◆ **EXERCISE**
Search the records below for "If you could tag each instance of the dark". Return that line and all remaining lines exactly.

◆ ◆ ◆

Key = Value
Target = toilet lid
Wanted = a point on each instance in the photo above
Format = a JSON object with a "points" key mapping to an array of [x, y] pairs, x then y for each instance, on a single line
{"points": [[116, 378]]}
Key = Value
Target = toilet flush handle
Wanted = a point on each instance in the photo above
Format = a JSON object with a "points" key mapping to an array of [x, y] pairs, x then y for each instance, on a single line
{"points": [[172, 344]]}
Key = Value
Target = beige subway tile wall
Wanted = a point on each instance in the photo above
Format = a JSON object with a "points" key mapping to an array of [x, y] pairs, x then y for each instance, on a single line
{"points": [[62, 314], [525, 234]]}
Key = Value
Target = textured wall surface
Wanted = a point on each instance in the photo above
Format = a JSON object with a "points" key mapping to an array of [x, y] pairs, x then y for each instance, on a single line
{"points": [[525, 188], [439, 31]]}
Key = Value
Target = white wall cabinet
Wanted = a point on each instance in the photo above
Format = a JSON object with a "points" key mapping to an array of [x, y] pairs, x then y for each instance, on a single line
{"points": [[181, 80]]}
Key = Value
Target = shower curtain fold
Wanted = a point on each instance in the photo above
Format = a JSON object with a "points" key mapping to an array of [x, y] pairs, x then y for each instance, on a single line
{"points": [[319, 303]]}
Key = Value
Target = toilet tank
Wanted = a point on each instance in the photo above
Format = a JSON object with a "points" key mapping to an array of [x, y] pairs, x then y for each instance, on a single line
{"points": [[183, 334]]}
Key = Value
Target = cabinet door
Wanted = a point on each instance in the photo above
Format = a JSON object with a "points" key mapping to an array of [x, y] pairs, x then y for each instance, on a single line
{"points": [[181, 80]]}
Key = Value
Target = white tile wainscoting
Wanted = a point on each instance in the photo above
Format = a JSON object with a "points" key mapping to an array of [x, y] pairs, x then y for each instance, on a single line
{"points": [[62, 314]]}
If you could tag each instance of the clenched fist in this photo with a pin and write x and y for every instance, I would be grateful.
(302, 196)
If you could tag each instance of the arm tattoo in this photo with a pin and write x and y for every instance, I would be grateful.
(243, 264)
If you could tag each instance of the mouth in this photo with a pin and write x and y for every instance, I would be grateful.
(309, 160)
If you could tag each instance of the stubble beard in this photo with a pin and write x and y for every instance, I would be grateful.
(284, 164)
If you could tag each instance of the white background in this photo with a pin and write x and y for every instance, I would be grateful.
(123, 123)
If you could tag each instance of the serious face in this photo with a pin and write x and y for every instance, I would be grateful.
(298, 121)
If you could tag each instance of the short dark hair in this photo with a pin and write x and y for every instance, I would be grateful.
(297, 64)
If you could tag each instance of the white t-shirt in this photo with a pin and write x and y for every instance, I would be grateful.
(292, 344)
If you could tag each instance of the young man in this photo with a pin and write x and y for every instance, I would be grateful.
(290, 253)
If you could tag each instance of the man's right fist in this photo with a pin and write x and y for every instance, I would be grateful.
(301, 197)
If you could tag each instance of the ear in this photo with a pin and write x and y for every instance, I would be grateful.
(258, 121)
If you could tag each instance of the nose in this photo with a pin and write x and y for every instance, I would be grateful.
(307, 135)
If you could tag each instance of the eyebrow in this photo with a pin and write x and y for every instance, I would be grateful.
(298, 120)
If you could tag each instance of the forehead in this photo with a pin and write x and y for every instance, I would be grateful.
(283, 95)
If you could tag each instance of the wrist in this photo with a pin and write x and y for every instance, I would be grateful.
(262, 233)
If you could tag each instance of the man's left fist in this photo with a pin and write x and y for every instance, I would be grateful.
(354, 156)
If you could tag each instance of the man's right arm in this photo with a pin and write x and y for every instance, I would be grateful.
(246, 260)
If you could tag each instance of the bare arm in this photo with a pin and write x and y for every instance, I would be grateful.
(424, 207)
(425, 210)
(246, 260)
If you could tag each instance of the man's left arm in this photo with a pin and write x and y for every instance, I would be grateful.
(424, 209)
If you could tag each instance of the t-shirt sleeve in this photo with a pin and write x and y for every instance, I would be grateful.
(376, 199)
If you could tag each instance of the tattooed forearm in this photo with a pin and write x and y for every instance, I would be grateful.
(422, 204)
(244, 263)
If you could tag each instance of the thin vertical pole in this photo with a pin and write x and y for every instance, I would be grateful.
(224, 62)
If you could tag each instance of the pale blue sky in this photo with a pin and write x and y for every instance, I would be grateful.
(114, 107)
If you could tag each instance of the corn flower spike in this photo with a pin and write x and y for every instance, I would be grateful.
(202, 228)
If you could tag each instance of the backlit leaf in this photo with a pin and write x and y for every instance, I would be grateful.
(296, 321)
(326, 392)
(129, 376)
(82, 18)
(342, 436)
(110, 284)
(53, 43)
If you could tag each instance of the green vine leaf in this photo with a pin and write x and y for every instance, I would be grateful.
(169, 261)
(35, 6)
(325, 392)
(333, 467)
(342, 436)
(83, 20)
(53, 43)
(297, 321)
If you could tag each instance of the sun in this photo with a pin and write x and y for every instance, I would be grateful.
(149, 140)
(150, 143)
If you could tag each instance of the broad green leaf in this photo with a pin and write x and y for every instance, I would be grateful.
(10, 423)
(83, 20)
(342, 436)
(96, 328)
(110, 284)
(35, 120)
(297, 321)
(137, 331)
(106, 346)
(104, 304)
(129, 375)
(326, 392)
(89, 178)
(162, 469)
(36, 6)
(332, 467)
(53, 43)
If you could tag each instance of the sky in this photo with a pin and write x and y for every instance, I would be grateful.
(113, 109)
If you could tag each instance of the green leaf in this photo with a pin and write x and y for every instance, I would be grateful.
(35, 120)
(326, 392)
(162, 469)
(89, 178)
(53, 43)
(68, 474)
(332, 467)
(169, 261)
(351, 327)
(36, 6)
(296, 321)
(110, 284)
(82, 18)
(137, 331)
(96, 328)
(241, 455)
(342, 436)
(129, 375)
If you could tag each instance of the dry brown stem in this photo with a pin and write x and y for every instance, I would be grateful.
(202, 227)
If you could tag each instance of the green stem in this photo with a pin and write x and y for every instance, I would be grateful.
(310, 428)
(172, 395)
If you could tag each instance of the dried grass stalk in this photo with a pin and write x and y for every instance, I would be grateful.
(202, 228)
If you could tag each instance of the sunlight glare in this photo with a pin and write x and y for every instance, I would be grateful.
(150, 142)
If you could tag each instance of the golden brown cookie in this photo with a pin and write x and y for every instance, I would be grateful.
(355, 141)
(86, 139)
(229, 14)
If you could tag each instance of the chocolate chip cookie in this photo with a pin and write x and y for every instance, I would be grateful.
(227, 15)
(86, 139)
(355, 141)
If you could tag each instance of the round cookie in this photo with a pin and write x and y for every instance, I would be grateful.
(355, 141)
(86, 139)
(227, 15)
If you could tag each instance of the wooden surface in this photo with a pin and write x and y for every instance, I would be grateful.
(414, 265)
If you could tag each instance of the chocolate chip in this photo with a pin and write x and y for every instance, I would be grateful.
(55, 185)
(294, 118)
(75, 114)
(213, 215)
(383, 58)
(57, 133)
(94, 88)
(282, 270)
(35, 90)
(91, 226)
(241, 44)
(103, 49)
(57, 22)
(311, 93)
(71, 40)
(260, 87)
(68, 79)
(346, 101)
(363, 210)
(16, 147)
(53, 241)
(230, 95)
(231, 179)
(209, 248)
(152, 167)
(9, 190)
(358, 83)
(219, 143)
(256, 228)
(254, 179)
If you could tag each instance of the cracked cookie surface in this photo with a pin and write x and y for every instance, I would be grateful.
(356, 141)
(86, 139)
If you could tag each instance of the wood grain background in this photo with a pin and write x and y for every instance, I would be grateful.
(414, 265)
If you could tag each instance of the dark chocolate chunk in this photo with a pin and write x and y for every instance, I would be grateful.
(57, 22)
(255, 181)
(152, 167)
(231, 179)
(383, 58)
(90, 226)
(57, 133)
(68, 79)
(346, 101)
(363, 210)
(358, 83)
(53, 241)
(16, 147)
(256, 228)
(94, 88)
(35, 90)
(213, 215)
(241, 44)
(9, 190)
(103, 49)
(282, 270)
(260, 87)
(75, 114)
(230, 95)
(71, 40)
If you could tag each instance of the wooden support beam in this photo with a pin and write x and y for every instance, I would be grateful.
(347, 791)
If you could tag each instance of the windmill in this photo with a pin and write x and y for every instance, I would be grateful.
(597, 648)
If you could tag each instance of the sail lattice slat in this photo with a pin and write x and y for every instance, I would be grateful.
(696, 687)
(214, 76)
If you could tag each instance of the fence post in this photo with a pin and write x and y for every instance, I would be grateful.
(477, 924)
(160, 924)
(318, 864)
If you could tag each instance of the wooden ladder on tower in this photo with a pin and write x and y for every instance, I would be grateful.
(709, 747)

◆ ◆ ◆

◆ **FINISHED TASK**
If you could tag each instance of the dark chocolate chunk in this photo with a pin and write x and y for every instance, I would be grateful.
(57, 22)
(255, 181)
(152, 167)
(231, 179)
(383, 58)
(90, 226)
(57, 133)
(68, 79)
(346, 101)
(363, 210)
(358, 83)
(53, 241)
(16, 147)
(256, 228)
(94, 88)
(35, 90)
(213, 215)
(241, 44)
(9, 190)
(103, 49)
(282, 270)
(260, 87)
(75, 114)
(230, 95)
(71, 40)
If you could tag each instance of the wooden support beam in this photo with a pin and write x and y for every instance, I would be grateful.
(347, 791)
If you could tag each instance of the windmill in this photo with a pin and write x and y for every instance, I would be grateful.
(597, 648)
If you could tag each instance of the sail lattice slat in this photo with a pin and write x and y for every instance, I would be grateful.
(696, 687)
(214, 76)
If you could tag each instance of the fence post in this photo with a pin and write x and y for every instance, I would be grateful.
(477, 924)
(160, 924)
(318, 864)
If you could tag each instance of the wooden ladder on tower in this photo with a pin and write x and y for every instance, I would be grateful.
(709, 747)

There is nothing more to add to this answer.